## Prompt
Return all of the following entries as written, but without the images.

## Record excerpts
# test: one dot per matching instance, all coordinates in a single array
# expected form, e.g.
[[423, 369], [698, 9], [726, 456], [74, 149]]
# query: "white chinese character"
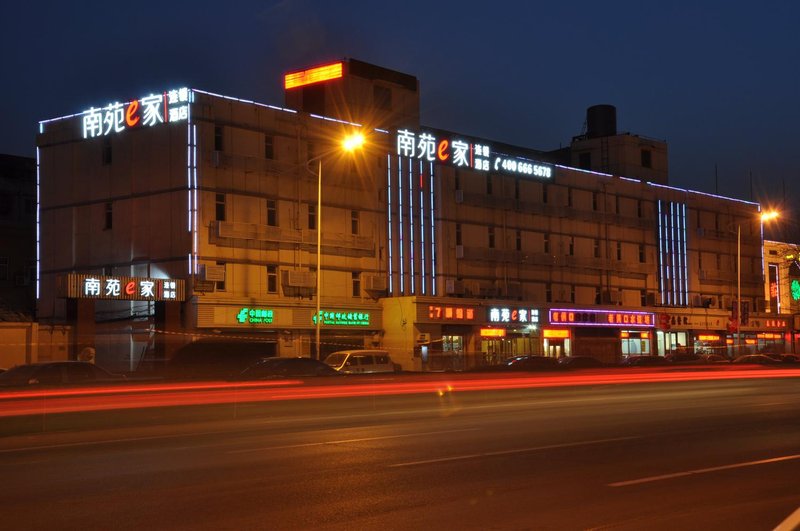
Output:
[[405, 143], [460, 153], [112, 287], [92, 123], [426, 146], [114, 118], [146, 288], [152, 110], [91, 286]]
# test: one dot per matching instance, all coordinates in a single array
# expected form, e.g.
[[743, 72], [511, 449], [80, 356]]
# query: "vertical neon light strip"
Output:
[[412, 268], [389, 207], [433, 238], [661, 253], [38, 217], [422, 228], [400, 222]]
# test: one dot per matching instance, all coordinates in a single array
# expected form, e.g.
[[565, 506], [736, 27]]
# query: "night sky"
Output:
[[718, 81]]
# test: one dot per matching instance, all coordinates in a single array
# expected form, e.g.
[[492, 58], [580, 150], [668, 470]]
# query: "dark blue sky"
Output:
[[717, 80]]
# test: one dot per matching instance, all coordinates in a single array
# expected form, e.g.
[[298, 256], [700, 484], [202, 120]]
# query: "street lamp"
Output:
[[350, 144], [765, 217]]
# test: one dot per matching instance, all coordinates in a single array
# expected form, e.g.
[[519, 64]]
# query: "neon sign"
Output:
[[255, 316], [601, 318], [170, 106], [342, 318], [463, 153]]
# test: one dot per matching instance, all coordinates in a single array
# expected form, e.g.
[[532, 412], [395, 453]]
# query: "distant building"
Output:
[[447, 249]]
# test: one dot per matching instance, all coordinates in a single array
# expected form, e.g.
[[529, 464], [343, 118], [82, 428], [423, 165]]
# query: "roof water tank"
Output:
[[601, 120]]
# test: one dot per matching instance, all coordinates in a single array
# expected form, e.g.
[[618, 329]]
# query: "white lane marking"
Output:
[[514, 451], [791, 523], [347, 441], [703, 471]]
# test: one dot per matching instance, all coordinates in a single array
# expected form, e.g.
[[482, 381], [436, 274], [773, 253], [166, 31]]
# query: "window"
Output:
[[272, 213], [272, 278], [221, 283], [106, 151], [312, 217], [220, 207], [647, 158], [109, 217], [269, 147], [382, 97], [218, 137]]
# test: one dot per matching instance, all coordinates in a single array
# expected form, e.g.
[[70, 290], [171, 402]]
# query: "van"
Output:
[[361, 361]]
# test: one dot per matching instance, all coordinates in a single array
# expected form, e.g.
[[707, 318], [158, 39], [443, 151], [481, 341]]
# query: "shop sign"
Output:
[[82, 286], [513, 315], [461, 152], [342, 318], [576, 317], [255, 316], [451, 313], [169, 106]]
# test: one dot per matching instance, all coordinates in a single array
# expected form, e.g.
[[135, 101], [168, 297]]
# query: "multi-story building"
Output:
[[446, 248]]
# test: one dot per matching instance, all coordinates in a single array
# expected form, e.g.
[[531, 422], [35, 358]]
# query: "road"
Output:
[[672, 455]]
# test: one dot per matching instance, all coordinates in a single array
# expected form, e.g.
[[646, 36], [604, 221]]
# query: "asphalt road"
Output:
[[676, 455]]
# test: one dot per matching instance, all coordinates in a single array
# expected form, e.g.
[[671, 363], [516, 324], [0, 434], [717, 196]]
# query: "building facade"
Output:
[[447, 249]]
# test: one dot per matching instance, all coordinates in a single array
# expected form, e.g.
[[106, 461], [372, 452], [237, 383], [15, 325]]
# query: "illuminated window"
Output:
[[272, 213], [272, 279], [220, 207], [109, 216], [312, 217], [269, 147]]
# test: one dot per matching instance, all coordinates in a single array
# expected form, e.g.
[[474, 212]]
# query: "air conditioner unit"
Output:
[[453, 287]]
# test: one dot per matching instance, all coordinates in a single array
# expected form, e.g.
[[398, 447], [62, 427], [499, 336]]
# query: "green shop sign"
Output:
[[255, 316], [343, 318]]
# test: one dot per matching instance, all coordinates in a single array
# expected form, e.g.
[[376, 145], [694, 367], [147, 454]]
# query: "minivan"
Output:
[[361, 361]]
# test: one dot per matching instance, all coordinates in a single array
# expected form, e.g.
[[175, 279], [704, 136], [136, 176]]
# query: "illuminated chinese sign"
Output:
[[81, 286], [170, 106], [312, 75], [255, 316], [451, 313], [601, 318], [513, 315], [464, 153], [342, 318]]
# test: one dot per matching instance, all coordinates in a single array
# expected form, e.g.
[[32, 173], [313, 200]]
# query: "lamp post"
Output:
[[350, 143]]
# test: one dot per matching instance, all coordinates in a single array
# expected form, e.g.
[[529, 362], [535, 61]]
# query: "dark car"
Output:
[[57, 373], [644, 361], [758, 359], [273, 368], [213, 359], [580, 362]]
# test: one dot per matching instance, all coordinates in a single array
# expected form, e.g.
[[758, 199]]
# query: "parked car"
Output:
[[580, 362], [57, 373], [643, 361], [361, 361], [275, 368], [759, 359]]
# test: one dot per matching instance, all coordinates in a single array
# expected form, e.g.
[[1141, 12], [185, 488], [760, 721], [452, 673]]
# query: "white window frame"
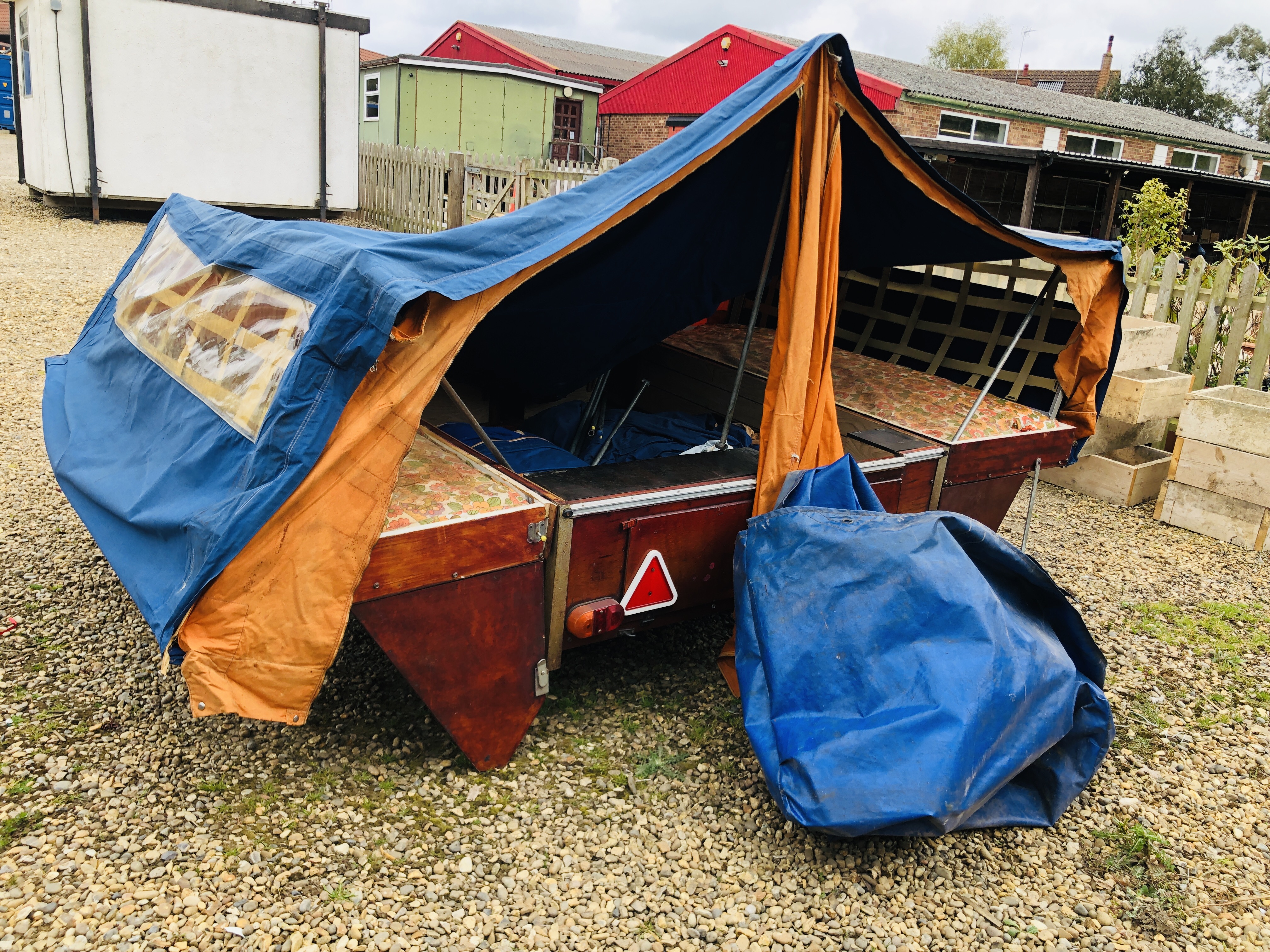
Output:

## Answer for this exercise
# test: one dot per matching instance, all coordinates in a single array
# expected form, e.g.
[[423, 369], [698, 9], [726, 456], [74, 149]]
# query: "white chinese character"
Output:
[[405, 143], [460, 153], [112, 287], [92, 123], [426, 146], [114, 118], [146, 288], [152, 110], [91, 286]]
# test: one dot per matching instance, all coordinates in a single array
# expected form, e.g.
[[743, 72], [511, 449], [80, 356]]
# query: "vertical neon light strip"
Output:
[[412, 268], [389, 207], [433, 238], [661, 253], [38, 217], [422, 228], [400, 222]]
# test: one dot per matching instance, all coordinates in a single array
# expected form, e.g.
[[565, 506], [736, 27]]
# query: "night sky"
Output:
[[718, 81]]
# test: one dot per matching instance, all coordinates in a single array
# expected form, e.g.
[[492, 58], [580, 150], [668, 470]]
# query: "dark blue sky"
Output:
[[717, 80]]
# test: one dot per matching instance, all coordinates in a single array
# expected form, e.g.
[[298, 256], [700, 484], [202, 120]]
# query: "street lamp"
Output:
[[350, 144], [765, 217]]
# test: one dot per matching instance, all coordinates in a single array
# expected form, e.g.
[[519, 64]]
# query: "neon sign"
Output:
[[255, 316], [601, 318], [170, 106], [342, 318], [463, 153]]
# test: one dot per matching instance, all coordinates in a single array
# expected form, e.g.
[[532, 412], [395, 453]]
# query: "distant building"
Output:
[[447, 249]]
# test: one dot per matching instance, all coordinates in a single array
# expected form, e.g.
[[529, 464], [343, 118], [82, 428], [423, 165]]
# query: "roof water tank"
Output:
[[601, 120]]
# test: one dot per matching instance, all coordinates in a single array
# expected form, e.g.
[[618, 329]]
# query: "white lane marking"
Output:
[[514, 451], [791, 523], [347, 441], [703, 471]]
# test: one dot per matching instance, all coordinates in a single array
# expected form, e.g.
[[482, 381], [436, 274], [773, 253], [166, 31]]
# query: "window"
Output:
[[272, 213], [272, 278], [221, 283], [106, 151], [312, 217], [220, 207], [647, 158], [109, 217], [269, 147], [382, 97], [218, 137]]
# test: one dot per matching instance, all coordinates in a single array
# expected form, e.g.
[[70, 290], [171, 402]]
# query: "van"
Output:
[[361, 361]]
# test: one dot per matching instance, all coordinates in a single array
# expected form, e.g.
[[707, 318], [158, 39], [443, 151], [481, 341]]
# query: "shop sign"
Output:
[[82, 286], [513, 315], [461, 152], [342, 318], [576, 317], [255, 316], [451, 313], [169, 106]]
# test: one dot per matching instance, all coordinates in a single array
# expected form, e.g.
[[135, 101], [168, 297]]
# query: "multi-story building"
Output:
[[446, 248]]
# test: one dot per matching instance, all coordinates in a single array
# expected form, e.g.
[[531, 422], [35, 358]]
# query: "road"
Output:
[[672, 455]]
# test: one dot per matching instance, all coordinates in a single array
# expected form, e.g.
[[646, 36], [604, 221]]
# query: "asphalt road"
Output:
[[676, 455]]
# test: one dot per matching instance, all coordinates in a single array
# expected form, e.g.
[[671, 363], [516, 324], [0, 434], [717, 196]]
# query: "building facade"
Output:
[[447, 249]]
# test: one dot per matching instance, all coordinates in a single array
# expected form, e.g.
[[106, 461], [372, 452], [237, 383], [15, 325]]
# query: "illuminated window"
Output:
[[272, 213], [272, 279], [220, 207], [109, 216], [312, 217], [269, 147]]
# test: one dot per matching instance, all coordinates in a single array
# expected form, e.g.
[[474, 212]]
# query: "air conditioner unit"
Output:
[[453, 287]]
# test: one dot per matching instance, all coordinates in a single array
# expected form, e.g.
[[398, 447], [62, 427], [499, 336]]
# query: "green shop sign"
Output:
[[255, 316], [343, 318]]
# test: one dot per matching instance, all coordinates in a single array
# expected form, e.g.
[[376, 145], [694, 367], [147, 454]]
# query: "minivan"
Output:
[[361, 361]]
# test: one dot per matching instance, all coordinates in a single array
# expected form, e.g.
[[175, 279], [704, 136], [136, 176]]
# query: "illuminated chinese sign"
Output:
[[81, 286], [170, 106], [312, 75], [255, 316], [451, 313], [601, 318], [513, 315], [464, 153], [342, 318]]
# test: one dot per matching instance, all coordinates in a single array
# expected form, e.g.
[[32, 173], [313, 200]]
# query: "lamp post"
Output:
[[350, 143]]
# test: one dot per matching instance, all coordinates in a single array
# expected form, e.g.
[[529, 362], [535, 61]]
# query: "dark car"
Output:
[[57, 373], [644, 361], [758, 359], [273, 368], [213, 359], [580, 362]]
# test: one dot per matching instance, all coordinates in a single array
# expected form, e.g.
[[758, 199]]
# query: "parked car"
Output:
[[580, 362], [57, 373], [643, 361], [361, 361], [275, 368], [759, 359]]
# test: one dot per matching instance, all coordinates in a single array
# expected form, e.g.
[[1141, 12], [185, 488], [760, 721], [452, 673]]
# query: "white window frame"
Output:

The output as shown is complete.